● DIRECTIONS: Only one stretch of the data should be retyped: the lines from the line containing "Exercise. Find the calm" through the line containing "Exercise. Find the green foliage". Keep pictures out of it.

● DATA IN THIS EXERCISE:
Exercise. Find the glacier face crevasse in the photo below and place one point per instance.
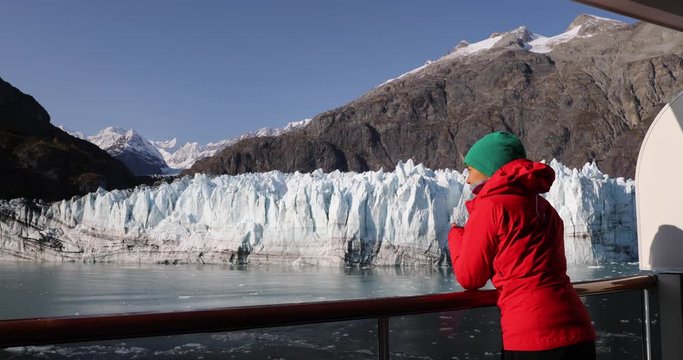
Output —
(372, 218)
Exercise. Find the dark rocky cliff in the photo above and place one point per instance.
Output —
(590, 99)
(38, 160)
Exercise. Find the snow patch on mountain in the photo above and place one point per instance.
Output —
(138, 153)
(184, 156)
(372, 218)
(582, 27)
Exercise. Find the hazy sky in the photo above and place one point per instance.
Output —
(209, 70)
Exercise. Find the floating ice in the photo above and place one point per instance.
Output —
(372, 218)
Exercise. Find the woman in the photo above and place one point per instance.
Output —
(515, 238)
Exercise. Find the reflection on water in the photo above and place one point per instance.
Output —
(35, 289)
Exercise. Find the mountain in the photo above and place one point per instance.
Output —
(395, 218)
(588, 94)
(184, 156)
(39, 160)
(128, 146)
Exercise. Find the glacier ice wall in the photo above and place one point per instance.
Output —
(372, 218)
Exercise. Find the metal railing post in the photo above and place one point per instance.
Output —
(383, 337)
(647, 333)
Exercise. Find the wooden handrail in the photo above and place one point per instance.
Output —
(41, 331)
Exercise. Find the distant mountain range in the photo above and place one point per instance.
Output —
(144, 157)
(588, 94)
(38, 160)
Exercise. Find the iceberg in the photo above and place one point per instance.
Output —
(397, 218)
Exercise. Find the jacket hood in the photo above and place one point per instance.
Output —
(522, 176)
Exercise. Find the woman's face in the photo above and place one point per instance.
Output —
(474, 176)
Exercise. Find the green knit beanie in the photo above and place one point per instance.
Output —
(493, 151)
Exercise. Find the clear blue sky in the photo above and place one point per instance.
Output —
(209, 70)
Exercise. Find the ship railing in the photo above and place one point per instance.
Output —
(55, 330)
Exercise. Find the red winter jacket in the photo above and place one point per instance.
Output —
(515, 238)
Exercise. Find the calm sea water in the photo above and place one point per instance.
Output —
(51, 289)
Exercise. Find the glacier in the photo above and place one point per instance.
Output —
(386, 218)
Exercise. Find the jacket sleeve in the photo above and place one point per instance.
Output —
(473, 247)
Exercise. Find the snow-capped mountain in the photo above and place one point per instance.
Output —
(583, 27)
(184, 156)
(138, 153)
(371, 218)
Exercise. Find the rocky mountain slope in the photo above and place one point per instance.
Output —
(128, 146)
(38, 160)
(588, 94)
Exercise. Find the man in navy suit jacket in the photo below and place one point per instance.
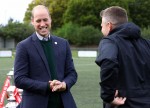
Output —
(44, 69)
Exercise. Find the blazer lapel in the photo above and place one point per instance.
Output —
(40, 51)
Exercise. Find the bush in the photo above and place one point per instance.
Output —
(68, 31)
(88, 35)
(79, 36)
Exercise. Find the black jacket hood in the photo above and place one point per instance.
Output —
(127, 30)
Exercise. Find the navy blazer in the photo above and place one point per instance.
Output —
(32, 73)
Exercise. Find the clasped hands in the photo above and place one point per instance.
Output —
(118, 100)
(56, 85)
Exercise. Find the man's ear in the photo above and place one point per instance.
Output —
(110, 26)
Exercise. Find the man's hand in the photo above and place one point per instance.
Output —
(56, 85)
(118, 100)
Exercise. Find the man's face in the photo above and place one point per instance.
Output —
(41, 22)
(105, 27)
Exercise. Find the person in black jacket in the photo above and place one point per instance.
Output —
(124, 59)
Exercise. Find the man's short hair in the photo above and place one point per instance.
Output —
(115, 15)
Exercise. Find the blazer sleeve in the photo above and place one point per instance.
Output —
(107, 60)
(21, 73)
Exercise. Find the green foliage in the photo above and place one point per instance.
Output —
(68, 31)
(56, 8)
(139, 12)
(83, 12)
(16, 30)
(79, 36)
(88, 35)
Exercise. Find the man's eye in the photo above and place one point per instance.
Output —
(38, 21)
(45, 20)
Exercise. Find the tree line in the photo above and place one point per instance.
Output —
(78, 20)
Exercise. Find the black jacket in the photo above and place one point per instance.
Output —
(124, 58)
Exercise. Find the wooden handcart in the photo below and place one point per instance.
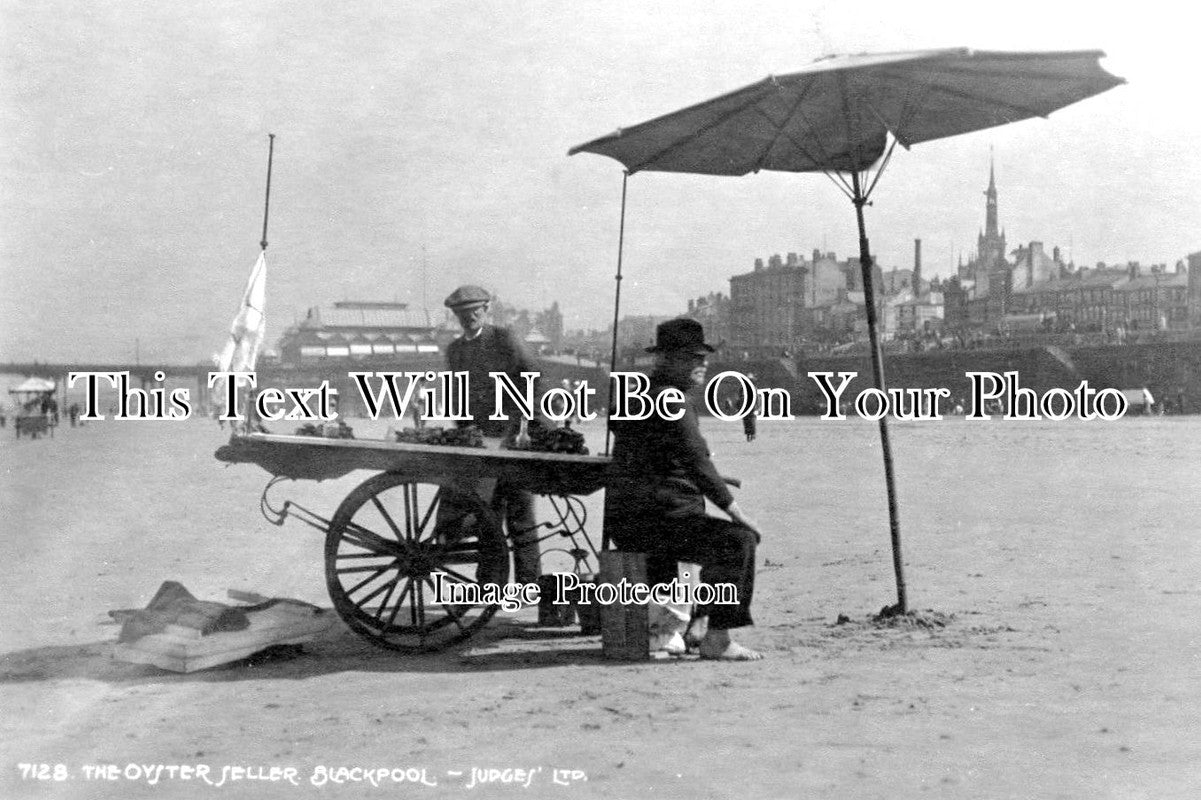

● EXPECTED ANSWER:
Exercise. Find the calm sea water in the photo above and place one point per instance.
Output —
(51, 289)
Exercise. Find the glacier in the photo above and place one point per instance.
Output —
(386, 218)
Exercise. Find the jacket sleeve in the photo above and place one point per instance.
Output —
(473, 247)
Exercise. Find the snow-capped mountain in the photo above and place one point per instance.
Output —
(583, 27)
(184, 156)
(138, 153)
(371, 218)
Exercise. Find the rocky mountain slope in the photo above and place one point per instance.
Output —
(128, 146)
(38, 160)
(588, 94)
Exercise. Find the man in navy suit jacket in the photo below and place one point per instance.
Output —
(44, 69)
Exercise. Find the blazer lapel in the photo above and place one point per instance.
Output —
(40, 51)
Exercise. Find the bush in the photo above and place one point per instance.
Output —
(68, 31)
(88, 35)
(79, 36)
Exercise. Find the black jacket hood in the photo above and place one point per instance.
Output —
(127, 30)
Exercise. Find the navy blazer in the photo above and place one point per instance.
Output —
(32, 73)
Exercise. Find the clasped hands in the photo above and place one point per instance.
Output —
(118, 100)
(56, 85)
Exercise. Find the man's ear in the photo above and place one point per instance.
Output —
(110, 26)
Exercise. Find the man's hand in the photo above and place one point per instance.
Output —
(56, 85)
(118, 100)
Exercise. Find the man's face in the photo above and place one point per instance.
Output —
(41, 22)
(105, 27)
Exercise. Find the person in black jacket in the photo above and place one point per instance.
Output —
(124, 59)
Exercise. Find the man's short hair in the photo above and place one point per instance.
Output —
(115, 15)
Exercise. Find the blazer sleeve in the photo above and place one point per instance.
Output —
(107, 60)
(21, 73)
Exercise. Find the green foliage in the photo above and place one point per instance.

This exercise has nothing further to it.